_Written request 1_. Translate this sentence from the passage on software errors and smart contracts into Spanish: "Moreover, smart contracts often store and manage critical data such as money, digital assets and identities."
_Written request 2_. Count the lines of the records that contain the word "orange". Give only the number.

_Text_.

◇ ◇ ◇ ◇

It has been estimated that, on average, software developers make from 100 to 150 errors for every thousand lines of code [20]. In 2002, the National Institute of Standards and Technology (NIST) estimates that the economic costs of faulty software in the US is about tens of billions of dollars per year and represent approximately just under one percent of the Nation’s gross domestic product. The effects induced by errors in software development are even worse when such pieces of software are smart contracts. Indeed, it is usually impossible to change a smart contract once it has been deployed, the immutability being one of its main characteristics, so that errors are treated as intended behaviors. Moreover, smart contracts often store and manage critical data such as money, digital assets and identities. For this reason, smart contracts vulnerabilities and correctness are becoming important in literature [21]. Possible solutions can be classified into three main categories: (i) static analysis of EVM bytecode, (ii) automatic rectification of EVM bytecode and (iii) development of new languages for smart contracts.

◇ ◇ ◇ ◇

_Entries supplied_.
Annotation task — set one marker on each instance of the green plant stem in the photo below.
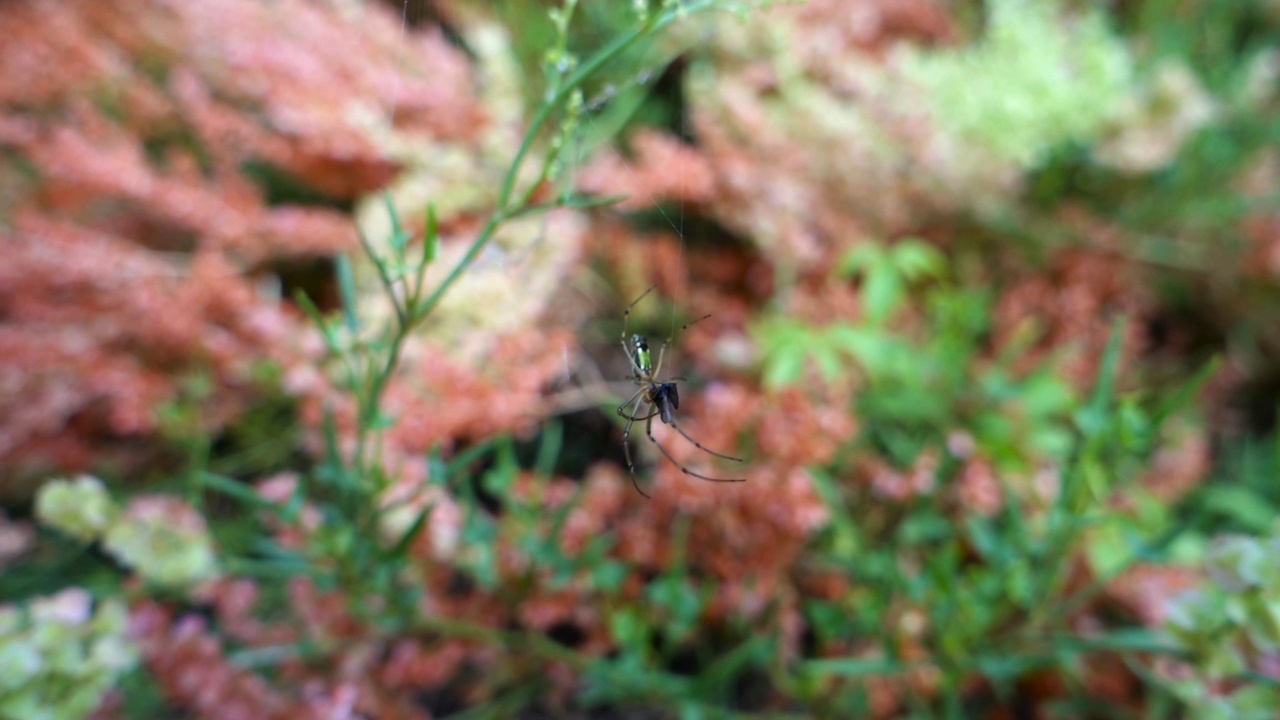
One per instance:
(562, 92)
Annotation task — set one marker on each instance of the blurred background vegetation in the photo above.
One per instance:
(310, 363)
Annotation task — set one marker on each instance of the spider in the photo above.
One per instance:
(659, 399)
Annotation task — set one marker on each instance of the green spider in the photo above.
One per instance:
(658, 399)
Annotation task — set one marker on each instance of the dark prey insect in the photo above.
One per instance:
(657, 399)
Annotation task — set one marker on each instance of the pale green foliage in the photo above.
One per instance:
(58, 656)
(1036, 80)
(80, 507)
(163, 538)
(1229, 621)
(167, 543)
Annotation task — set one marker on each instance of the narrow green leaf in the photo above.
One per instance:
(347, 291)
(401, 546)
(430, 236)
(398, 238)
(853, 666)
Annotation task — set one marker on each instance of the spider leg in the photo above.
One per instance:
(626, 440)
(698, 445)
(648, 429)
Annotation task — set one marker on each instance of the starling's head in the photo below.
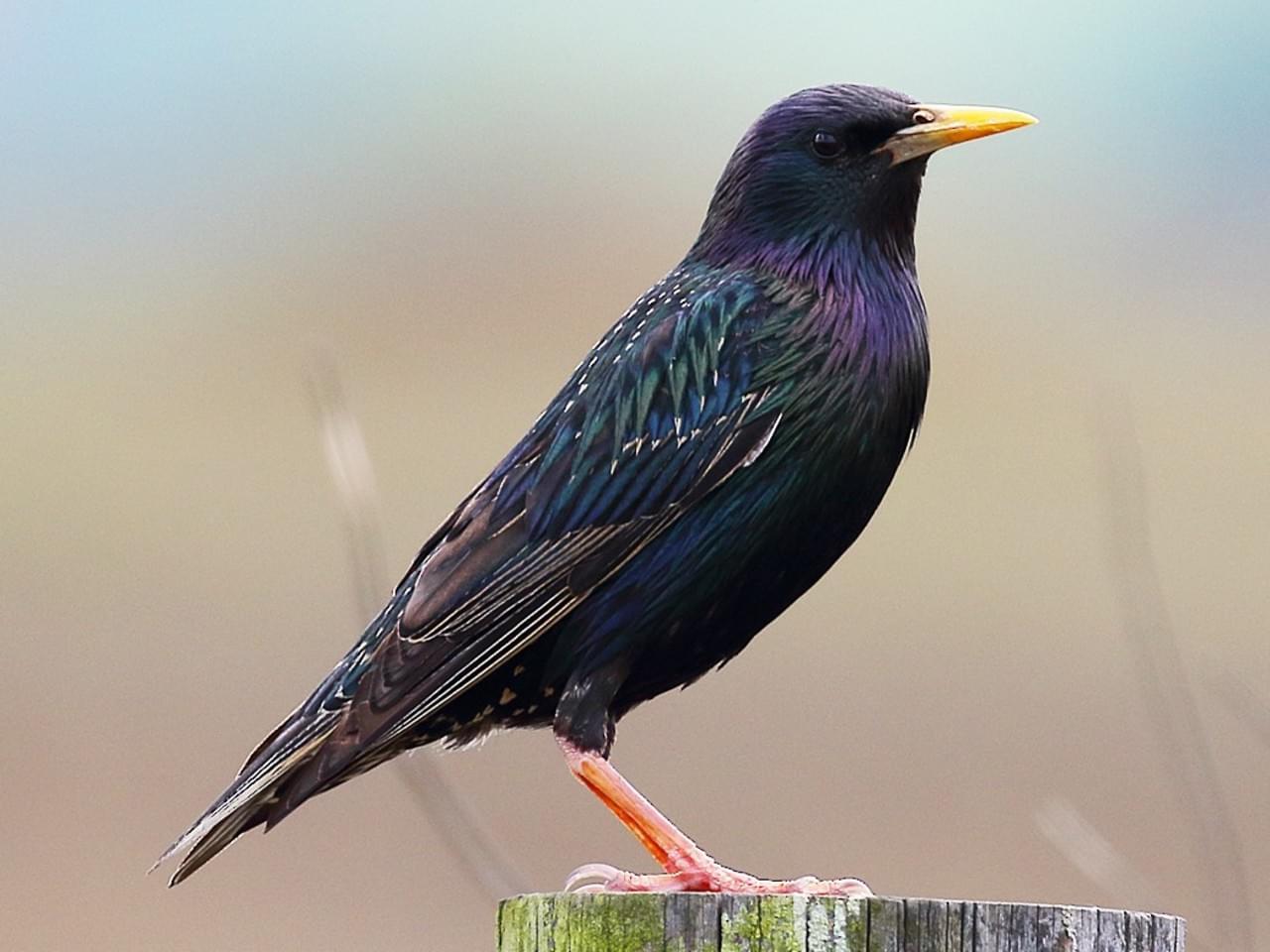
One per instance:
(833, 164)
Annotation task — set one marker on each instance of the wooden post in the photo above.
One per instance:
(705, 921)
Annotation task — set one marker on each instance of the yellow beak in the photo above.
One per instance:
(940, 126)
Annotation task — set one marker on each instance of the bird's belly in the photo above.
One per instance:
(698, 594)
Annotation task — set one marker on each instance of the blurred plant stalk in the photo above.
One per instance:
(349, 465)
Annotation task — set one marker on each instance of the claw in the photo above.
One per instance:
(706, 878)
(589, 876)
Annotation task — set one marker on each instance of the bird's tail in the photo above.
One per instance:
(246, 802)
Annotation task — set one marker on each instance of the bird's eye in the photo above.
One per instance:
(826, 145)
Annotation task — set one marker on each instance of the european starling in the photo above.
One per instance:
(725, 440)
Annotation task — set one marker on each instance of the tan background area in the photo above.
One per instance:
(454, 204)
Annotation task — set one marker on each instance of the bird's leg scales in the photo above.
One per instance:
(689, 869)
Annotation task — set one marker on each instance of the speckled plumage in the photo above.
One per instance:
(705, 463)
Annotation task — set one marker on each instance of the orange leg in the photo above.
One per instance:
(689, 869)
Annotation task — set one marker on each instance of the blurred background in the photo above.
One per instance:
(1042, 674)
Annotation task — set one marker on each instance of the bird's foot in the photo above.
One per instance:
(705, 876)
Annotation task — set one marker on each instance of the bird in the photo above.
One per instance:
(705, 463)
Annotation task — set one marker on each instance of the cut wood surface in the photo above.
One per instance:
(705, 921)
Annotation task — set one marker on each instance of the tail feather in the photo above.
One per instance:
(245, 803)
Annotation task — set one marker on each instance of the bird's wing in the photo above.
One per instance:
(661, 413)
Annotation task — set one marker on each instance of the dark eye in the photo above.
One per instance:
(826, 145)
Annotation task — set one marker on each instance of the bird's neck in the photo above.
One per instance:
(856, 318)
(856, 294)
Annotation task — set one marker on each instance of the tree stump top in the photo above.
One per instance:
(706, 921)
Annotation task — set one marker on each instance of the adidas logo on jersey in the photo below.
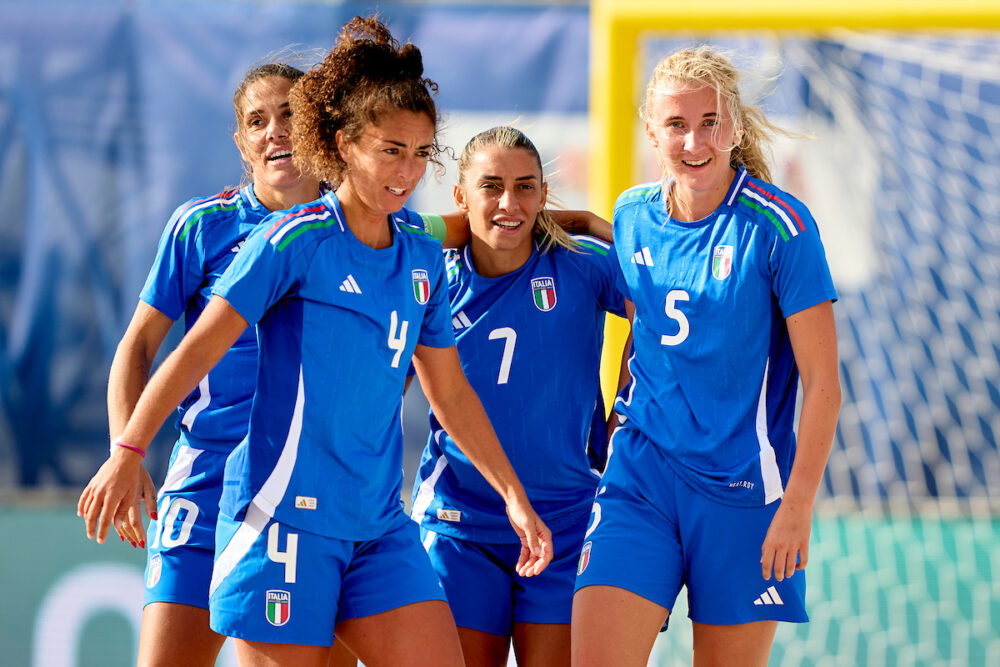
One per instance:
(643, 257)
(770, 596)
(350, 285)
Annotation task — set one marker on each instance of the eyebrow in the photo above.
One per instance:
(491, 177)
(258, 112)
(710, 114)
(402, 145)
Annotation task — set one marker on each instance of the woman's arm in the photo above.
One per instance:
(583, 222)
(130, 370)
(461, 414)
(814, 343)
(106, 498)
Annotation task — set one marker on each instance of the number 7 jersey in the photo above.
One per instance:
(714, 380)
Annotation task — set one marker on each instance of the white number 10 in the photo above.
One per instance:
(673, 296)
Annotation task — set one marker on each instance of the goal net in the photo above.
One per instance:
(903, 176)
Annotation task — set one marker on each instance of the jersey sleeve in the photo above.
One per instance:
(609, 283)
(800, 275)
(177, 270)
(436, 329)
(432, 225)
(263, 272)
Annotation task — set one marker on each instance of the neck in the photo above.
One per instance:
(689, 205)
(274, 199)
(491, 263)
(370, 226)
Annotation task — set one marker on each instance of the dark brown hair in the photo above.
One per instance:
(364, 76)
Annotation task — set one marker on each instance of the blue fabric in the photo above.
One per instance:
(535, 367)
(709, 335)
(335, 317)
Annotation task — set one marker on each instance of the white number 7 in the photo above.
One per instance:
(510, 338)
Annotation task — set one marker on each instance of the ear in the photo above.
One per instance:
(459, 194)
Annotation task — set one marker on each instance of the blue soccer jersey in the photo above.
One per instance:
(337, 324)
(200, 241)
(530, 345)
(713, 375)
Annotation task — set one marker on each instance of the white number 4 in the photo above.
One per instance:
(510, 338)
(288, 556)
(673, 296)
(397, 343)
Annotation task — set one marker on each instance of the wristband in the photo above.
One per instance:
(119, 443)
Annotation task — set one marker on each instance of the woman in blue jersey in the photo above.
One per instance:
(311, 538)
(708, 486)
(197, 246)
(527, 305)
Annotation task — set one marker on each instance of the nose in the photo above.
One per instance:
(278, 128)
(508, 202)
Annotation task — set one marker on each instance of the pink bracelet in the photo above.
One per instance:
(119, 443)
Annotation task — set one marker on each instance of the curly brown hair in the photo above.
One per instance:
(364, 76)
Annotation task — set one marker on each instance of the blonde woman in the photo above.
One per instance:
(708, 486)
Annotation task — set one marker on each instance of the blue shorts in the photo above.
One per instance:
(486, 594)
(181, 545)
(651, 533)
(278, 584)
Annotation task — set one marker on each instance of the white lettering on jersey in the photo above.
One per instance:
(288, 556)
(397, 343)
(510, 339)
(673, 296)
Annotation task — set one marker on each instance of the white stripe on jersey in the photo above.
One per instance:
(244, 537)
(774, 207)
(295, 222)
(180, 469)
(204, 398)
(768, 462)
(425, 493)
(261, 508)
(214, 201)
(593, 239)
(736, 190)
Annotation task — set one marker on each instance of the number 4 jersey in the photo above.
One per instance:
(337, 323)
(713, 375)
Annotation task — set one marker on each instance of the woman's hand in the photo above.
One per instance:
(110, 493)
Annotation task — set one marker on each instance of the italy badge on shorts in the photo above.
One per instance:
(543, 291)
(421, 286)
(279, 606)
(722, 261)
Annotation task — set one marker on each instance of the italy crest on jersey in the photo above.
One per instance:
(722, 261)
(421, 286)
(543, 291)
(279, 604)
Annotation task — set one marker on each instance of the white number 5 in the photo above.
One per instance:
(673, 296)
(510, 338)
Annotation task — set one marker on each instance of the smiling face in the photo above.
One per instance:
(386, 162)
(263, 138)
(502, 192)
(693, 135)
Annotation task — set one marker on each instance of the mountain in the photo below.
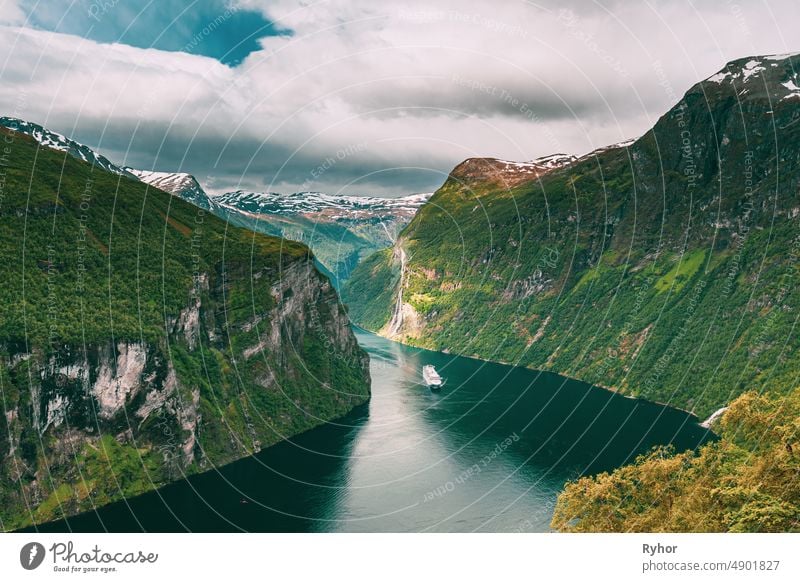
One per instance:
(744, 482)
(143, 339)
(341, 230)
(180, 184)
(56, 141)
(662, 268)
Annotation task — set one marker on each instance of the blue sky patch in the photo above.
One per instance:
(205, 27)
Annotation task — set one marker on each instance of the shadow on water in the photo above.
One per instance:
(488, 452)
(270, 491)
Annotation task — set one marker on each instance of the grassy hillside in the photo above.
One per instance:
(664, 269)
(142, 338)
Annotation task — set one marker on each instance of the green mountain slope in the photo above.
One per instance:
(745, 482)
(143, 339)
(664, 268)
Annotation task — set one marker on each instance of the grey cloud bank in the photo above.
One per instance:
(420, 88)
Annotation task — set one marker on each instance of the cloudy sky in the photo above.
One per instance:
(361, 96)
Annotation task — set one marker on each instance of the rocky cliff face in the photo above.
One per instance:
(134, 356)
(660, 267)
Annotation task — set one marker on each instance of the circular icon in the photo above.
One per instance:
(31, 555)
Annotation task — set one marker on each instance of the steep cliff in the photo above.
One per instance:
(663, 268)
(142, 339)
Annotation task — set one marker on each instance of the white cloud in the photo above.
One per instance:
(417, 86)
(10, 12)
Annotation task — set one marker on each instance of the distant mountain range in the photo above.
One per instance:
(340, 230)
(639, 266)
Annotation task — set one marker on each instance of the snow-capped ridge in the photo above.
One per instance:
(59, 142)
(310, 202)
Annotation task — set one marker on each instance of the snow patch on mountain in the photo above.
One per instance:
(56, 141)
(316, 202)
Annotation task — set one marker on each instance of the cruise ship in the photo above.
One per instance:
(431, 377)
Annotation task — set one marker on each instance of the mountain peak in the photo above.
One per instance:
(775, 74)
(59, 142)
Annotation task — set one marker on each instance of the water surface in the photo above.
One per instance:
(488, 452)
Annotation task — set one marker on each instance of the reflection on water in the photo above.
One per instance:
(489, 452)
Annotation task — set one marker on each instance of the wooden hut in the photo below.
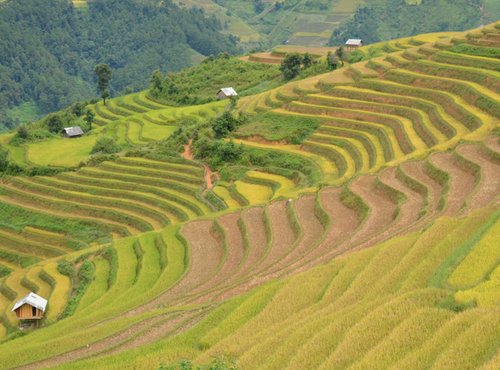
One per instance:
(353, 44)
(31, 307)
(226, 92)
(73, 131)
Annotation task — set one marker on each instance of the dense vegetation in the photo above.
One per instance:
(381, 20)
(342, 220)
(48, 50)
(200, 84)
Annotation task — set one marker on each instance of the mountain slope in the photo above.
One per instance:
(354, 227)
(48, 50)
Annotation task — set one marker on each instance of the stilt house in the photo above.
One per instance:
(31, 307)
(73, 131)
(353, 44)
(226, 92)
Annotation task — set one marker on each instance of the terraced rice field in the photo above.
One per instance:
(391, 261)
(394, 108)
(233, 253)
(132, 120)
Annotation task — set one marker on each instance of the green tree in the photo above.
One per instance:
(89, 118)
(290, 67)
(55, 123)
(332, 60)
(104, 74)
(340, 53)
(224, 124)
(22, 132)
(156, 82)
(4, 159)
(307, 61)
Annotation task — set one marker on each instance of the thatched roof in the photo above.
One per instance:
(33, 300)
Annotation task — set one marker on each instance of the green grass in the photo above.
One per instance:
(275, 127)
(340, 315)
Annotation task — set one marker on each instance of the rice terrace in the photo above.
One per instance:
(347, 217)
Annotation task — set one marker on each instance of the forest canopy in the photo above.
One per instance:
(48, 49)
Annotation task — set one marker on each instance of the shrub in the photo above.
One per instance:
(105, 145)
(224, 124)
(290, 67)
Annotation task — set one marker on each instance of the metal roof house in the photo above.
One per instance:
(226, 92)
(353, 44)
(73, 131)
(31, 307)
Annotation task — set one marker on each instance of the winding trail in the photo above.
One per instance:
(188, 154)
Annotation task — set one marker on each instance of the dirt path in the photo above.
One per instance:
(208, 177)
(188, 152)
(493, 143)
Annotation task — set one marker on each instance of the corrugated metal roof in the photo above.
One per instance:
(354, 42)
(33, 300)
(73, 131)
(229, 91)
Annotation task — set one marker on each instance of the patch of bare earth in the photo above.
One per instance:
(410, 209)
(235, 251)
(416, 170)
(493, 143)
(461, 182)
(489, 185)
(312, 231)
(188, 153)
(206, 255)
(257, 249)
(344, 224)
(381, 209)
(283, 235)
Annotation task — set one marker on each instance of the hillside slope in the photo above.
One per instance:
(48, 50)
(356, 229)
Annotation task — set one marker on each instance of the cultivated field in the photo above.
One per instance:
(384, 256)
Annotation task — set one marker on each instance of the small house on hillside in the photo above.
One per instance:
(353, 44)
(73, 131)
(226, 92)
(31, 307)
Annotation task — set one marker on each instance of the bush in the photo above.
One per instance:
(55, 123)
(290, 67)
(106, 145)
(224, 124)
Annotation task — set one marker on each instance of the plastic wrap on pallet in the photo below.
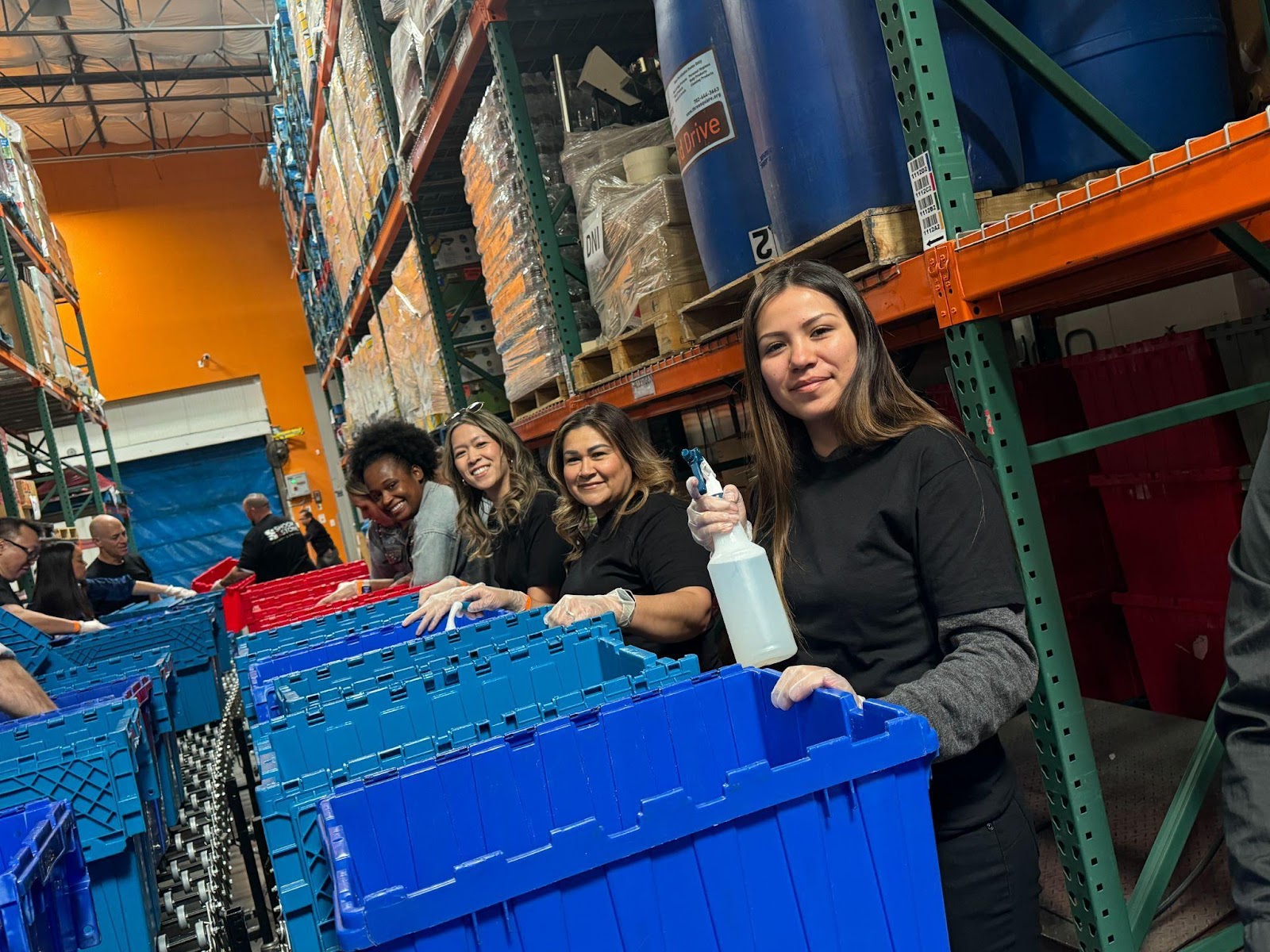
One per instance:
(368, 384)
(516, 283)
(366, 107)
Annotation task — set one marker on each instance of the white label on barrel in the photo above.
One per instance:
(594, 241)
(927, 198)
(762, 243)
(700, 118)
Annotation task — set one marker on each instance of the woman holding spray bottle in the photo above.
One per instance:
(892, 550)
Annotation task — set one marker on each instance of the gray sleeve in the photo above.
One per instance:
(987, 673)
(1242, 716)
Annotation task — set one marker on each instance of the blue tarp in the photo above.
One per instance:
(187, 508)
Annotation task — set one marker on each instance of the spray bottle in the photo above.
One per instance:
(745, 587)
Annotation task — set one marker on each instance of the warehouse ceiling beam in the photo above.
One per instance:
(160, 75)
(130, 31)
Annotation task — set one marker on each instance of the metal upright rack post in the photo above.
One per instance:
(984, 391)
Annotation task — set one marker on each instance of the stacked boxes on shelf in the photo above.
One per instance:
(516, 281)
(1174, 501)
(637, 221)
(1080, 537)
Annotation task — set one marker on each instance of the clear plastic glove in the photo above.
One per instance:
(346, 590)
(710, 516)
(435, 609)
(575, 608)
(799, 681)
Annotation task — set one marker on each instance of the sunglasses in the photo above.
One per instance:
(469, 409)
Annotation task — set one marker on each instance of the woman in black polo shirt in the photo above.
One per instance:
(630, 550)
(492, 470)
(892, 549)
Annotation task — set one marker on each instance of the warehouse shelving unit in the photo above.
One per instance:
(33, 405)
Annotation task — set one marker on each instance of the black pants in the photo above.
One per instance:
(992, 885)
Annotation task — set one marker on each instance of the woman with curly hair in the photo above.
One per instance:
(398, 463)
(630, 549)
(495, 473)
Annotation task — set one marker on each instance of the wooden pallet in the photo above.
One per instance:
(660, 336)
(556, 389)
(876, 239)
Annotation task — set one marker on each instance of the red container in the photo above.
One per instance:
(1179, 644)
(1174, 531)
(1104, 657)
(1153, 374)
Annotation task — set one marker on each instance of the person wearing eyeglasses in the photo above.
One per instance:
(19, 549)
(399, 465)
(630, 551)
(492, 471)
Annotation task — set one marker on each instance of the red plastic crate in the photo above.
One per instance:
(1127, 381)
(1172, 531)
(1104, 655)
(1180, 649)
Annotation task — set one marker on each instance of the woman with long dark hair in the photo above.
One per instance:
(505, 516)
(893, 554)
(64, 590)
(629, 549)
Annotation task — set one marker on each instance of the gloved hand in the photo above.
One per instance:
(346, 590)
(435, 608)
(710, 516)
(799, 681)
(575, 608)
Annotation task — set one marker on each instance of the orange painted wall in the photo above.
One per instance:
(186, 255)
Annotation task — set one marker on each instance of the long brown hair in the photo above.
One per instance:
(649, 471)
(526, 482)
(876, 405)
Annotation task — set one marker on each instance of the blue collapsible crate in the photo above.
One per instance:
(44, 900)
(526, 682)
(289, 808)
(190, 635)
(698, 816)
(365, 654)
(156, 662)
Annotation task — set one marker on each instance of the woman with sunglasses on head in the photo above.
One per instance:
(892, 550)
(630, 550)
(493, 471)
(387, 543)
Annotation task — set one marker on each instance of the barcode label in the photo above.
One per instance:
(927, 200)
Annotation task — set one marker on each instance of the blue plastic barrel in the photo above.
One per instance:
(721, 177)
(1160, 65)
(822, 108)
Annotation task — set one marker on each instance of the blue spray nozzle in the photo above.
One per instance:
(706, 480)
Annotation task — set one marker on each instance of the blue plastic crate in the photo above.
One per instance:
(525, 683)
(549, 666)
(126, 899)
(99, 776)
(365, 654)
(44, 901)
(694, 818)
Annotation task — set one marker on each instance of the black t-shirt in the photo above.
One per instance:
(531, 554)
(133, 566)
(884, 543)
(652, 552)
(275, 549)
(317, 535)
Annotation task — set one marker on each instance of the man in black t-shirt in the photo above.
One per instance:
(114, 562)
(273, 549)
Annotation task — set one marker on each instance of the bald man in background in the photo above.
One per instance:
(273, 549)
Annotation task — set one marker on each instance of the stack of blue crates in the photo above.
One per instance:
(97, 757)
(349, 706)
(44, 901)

◇ ◇ ◇ ◇

_Full answer 1_. Además, los contratos inteligentes suelen almacenar y gestionar datos críticos como dinero, activos digitales e identidades.

_Full answer 2_. 2